Set exercise => Copy these lines verbatim, starting at the line that contains "segment --target bush" and continuing through the last of the lines.

Dataset records =>

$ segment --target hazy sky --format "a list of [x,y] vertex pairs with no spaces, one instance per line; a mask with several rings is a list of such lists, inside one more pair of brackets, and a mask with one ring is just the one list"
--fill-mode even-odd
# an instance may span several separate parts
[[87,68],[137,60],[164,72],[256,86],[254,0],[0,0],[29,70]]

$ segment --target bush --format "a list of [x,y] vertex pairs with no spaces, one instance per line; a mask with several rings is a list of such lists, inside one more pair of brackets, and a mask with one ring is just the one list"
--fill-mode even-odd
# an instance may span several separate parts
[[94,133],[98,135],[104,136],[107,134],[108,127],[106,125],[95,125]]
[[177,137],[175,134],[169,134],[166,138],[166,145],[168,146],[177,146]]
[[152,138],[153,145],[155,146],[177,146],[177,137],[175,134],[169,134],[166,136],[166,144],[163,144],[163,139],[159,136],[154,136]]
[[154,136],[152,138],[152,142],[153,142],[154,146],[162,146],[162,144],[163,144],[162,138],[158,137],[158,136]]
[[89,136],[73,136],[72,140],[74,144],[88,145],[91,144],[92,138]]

Result for this task =>
$ segment --target bush --format "a list of [x,y] vertex pairs with no spaces, one instance per line; a mask with several rings is a list of such lists, inside one more pair of brackets, and a mask with one ring is just the one list"
--fill-mode even-odd
# an instance may span several separate parts
[[94,133],[98,135],[104,136],[107,134],[108,127],[106,125],[95,125]]
[[177,137],[175,134],[169,134],[166,138],[166,145],[168,146],[177,146]]
[[152,138],[153,145],[155,146],[177,146],[177,137],[175,134],[169,134],[166,136],[166,144],[163,144],[163,139],[159,136],[154,136]]
[[154,136],[152,138],[152,142],[153,142],[154,146],[162,146],[162,144],[163,144],[162,138],[158,137],[158,136]]
[[89,136],[73,136],[72,140],[74,144],[88,145],[91,144],[92,138]]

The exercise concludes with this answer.